YOUR INSTRUCTIONS | Rewrite the records below as a numbered list, running from their start through the line that contains "[110,213,140,226]", with blank lines skipped and the pictures left out.

Records from a dataset
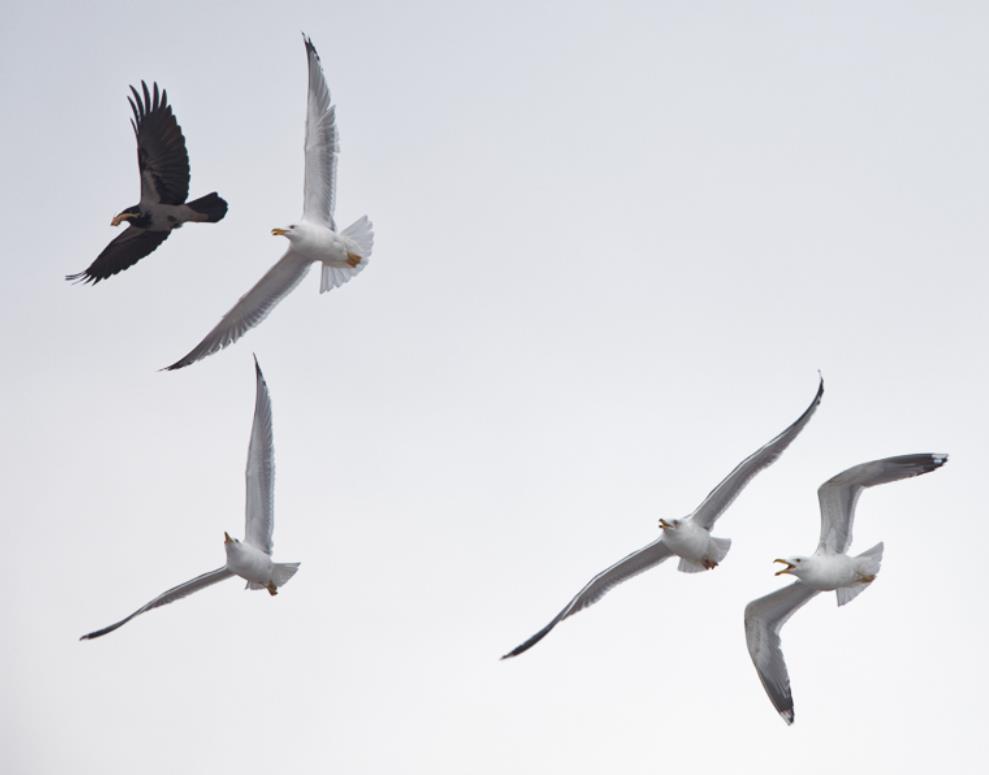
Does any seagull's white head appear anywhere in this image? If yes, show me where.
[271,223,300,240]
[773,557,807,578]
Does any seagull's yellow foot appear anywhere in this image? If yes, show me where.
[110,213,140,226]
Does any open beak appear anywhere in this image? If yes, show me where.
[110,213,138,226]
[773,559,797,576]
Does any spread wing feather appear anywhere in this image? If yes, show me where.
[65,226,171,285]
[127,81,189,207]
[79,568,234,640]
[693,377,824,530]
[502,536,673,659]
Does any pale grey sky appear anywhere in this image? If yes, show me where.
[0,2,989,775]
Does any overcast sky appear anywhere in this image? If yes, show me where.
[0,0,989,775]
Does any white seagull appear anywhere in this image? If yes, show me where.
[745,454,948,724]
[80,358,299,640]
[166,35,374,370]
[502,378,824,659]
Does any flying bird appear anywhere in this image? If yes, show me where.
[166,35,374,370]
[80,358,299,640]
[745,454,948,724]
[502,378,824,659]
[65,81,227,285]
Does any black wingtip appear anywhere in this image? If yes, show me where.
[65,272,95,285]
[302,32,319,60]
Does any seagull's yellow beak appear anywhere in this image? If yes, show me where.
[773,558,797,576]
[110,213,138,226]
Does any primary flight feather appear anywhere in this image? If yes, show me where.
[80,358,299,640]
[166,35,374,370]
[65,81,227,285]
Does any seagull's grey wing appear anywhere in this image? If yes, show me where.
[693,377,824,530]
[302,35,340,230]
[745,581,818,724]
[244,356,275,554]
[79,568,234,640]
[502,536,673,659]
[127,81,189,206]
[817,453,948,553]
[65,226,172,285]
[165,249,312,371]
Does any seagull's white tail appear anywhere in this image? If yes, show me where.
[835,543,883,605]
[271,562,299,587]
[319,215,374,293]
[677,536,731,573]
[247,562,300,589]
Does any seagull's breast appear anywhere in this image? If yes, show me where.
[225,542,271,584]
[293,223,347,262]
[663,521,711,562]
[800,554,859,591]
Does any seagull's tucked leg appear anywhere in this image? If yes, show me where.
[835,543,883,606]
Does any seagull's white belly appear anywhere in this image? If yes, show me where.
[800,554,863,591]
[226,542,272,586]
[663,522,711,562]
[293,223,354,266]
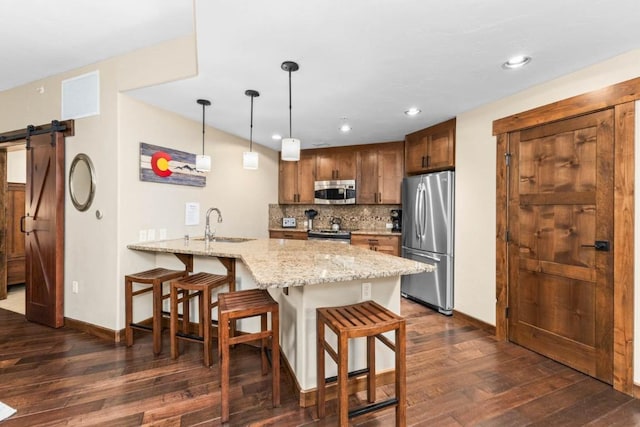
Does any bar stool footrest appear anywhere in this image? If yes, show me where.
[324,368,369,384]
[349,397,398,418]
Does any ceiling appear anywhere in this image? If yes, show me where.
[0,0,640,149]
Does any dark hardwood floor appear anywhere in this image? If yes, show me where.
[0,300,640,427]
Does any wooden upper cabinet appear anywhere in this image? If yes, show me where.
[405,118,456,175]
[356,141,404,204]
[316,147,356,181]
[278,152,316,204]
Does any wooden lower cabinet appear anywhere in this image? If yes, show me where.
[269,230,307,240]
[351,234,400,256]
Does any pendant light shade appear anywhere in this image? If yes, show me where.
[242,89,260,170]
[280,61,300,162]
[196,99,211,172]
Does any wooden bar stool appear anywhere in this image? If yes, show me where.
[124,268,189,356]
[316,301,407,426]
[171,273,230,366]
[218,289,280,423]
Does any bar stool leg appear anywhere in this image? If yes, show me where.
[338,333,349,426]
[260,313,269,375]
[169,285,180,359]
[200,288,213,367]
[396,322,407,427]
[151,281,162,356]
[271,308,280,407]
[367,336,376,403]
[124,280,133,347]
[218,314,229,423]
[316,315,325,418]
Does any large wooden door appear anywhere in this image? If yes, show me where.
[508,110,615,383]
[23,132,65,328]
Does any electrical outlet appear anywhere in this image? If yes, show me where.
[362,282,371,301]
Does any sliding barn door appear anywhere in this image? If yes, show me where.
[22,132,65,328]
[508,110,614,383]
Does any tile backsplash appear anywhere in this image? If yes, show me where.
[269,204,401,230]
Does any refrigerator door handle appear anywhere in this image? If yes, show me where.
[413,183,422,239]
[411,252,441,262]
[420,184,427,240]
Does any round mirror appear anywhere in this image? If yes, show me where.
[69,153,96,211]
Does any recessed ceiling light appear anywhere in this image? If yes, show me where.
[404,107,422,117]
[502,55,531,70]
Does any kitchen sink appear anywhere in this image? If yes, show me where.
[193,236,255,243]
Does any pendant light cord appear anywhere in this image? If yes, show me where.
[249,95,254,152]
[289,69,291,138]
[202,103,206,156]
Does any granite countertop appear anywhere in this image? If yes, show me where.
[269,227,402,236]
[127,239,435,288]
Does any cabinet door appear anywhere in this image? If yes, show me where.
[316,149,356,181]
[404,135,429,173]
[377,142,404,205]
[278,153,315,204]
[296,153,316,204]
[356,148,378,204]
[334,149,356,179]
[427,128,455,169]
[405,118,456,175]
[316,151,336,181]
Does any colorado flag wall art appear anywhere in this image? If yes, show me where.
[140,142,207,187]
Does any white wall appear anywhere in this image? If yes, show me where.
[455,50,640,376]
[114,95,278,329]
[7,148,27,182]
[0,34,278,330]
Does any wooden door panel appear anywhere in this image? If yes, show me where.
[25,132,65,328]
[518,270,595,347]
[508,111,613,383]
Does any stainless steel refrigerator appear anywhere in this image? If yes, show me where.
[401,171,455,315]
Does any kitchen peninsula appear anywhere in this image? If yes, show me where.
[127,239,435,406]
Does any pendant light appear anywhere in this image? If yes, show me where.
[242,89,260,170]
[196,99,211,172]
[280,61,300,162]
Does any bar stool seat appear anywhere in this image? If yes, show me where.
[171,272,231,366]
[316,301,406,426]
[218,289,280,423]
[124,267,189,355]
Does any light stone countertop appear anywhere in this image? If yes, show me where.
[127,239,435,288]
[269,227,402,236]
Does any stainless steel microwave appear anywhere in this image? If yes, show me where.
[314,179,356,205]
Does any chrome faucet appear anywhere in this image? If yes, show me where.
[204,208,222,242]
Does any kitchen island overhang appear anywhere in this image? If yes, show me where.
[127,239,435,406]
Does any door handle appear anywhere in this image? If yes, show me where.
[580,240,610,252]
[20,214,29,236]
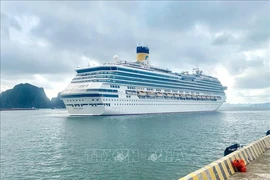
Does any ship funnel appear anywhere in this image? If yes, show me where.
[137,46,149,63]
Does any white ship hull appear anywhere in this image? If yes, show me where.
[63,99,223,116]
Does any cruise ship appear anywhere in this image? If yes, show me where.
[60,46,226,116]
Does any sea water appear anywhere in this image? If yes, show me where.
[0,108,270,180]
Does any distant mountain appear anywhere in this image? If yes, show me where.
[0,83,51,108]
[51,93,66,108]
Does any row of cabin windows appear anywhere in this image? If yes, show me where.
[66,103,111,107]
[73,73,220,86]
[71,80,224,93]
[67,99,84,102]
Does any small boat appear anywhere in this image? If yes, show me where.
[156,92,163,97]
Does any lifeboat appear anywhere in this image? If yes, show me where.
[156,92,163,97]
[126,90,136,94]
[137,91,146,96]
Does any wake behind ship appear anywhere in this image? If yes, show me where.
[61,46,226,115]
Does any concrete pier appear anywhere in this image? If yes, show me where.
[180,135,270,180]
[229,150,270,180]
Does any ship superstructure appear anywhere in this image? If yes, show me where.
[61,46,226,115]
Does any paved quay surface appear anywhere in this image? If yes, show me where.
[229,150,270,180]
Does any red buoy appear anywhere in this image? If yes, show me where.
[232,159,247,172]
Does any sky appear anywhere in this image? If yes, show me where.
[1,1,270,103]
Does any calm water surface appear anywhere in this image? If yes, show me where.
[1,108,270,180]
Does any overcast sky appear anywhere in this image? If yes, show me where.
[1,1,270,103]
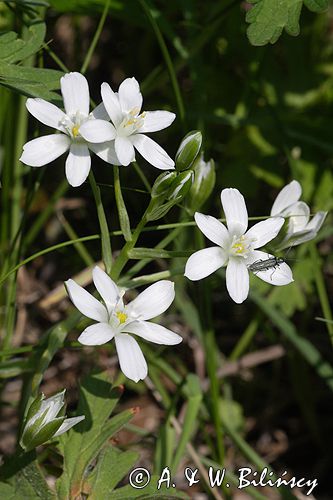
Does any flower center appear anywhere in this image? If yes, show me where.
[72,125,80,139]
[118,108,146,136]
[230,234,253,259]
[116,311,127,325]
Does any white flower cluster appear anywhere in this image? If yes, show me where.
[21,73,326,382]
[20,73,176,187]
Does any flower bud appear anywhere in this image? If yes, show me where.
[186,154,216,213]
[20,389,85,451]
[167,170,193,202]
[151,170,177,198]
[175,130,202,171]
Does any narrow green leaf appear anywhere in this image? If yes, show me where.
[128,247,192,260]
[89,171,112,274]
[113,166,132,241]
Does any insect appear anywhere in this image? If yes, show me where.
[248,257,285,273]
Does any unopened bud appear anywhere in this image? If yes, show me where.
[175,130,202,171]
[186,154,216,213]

WRITTEN RESPONSE |
1. Does any seagull's white head appear anywhere in this image? If yes, show me where.
2. [271,223,300,240]
3. [773,557,807,578]
4. Does any seagull's yellow foot appear anywhere in this image? If yes, show me where.
5. [110,213,140,226]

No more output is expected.